Directions for this task: Return every entry below word for word, omitting the pictures.

_ _ _ _ _

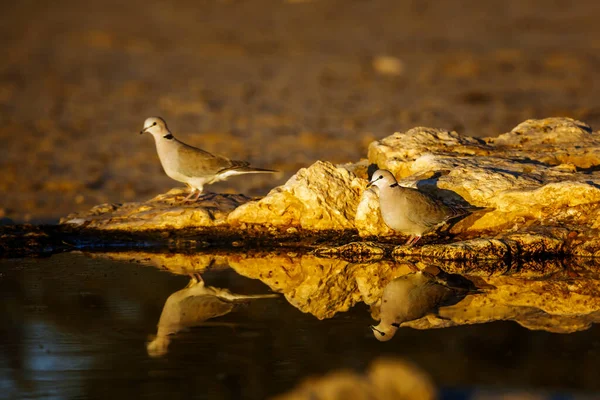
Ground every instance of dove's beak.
[369,325,385,336]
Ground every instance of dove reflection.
[371,271,477,342]
[146,274,279,357]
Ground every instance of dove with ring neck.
[140,117,276,200]
[367,169,458,246]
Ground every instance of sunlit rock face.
[62,118,600,259]
[60,189,251,231]
[228,161,365,231]
[356,118,600,236]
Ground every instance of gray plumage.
[369,169,464,245]
[371,271,455,342]
[146,274,279,357]
[140,117,276,200]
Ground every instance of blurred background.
[0,0,600,223]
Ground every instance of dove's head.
[371,322,400,342]
[146,336,171,357]
[367,169,396,189]
[140,117,173,138]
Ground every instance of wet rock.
[84,252,600,332]
[61,118,600,260]
[227,161,365,231]
[60,189,251,231]
[274,359,436,400]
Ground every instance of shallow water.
[0,254,600,399]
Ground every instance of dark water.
[0,254,600,399]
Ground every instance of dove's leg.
[183,189,199,203]
[406,235,421,247]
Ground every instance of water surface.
[0,254,600,399]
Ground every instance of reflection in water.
[371,271,474,342]
[90,252,600,336]
[146,274,279,357]
[0,252,600,399]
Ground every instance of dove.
[146,274,279,357]
[140,117,277,201]
[371,271,455,342]
[367,169,465,246]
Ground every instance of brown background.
[0,0,600,222]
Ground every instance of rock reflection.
[86,251,600,339]
[146,274,279,357]
[371,271,478,342]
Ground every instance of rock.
[227,161,366,231]
[61,118,600,260]
[274,359,436,400]
[60,189,251,231]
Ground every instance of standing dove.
[367,169,462,246]
[140,117,276,201]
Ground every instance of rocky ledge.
[61,118,600,260]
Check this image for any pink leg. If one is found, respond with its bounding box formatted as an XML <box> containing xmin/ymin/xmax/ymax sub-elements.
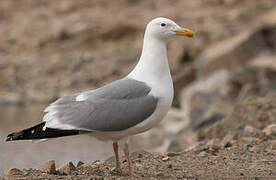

_ _ _ _ _

Exercise answer:
Ground every instance of dove's beak.
[369,325,385,336]
Ground every instance of dove reflection.
[371,271,477,342]
[146,274,279,357]
Ground every instance of dove with ring neck.
[140,117,276,200]
[367,169,458,246]
Ground every instance of sunlit rock face.
[62,118,600,259]
[60,189,251,231]
[228,161,365,231]
[356,118,600,236]
Ground every instance of gray plumage.
[369,169,464,245]
[371,271,455,342]
[146,274,279,357]
[140,117,276,200]
Ground every instance of blurred background.
[0,0,600,223]
Ground every instance of dove's head.
[371,322,400,342]
[146,336,171,357]
[367,169,396,189]
[140,117,173,138]
Ground every instance of wet rock.
[84,252,600,332]
[61,118,600,260]
[227,161,365,231]
[60,189,251,231]
[274,359,436,400]
Ground every instance of shallow water.
[0,254,600,399]
Ground every instance of dark water.
[0,254,600,399]
Ground every instance of dove's leg.
[183,189,199,203]
[406,235,421,247]
Ground every instance of water surface.
[0,254,600,399]
Ground every instance of reflection in water.
[371,271,474,342]
[90,252,600,336]
[146,274,279,357]
[0,252,600,399]
Ground every instance of dove.
[146,274,279,357]
[140,117,277,201]
[371,271,455,342]
[367,169,465,246]
Ground every instance of brown background.
[0,0,600,222]
Ground every instance of rock reflection.
[86,251,600,339]
[146,274,279,357]
[371,271,478,342]
Ground every instance of rock.
[227,161,366,231]
[61,118,600,260]
[274,359,436,400]
[60,189,251,231]
Ground every instance of standing dove.
[367,169,462,246]
[140,117,276,201]
Ground every instance of rocky ledge.
[61,118,600,260]
Check this image for any pink leg. If one is found, respond with its bounding box formatted as an XML <box> containing xmin/ymin/xmax/ymax sub-elements.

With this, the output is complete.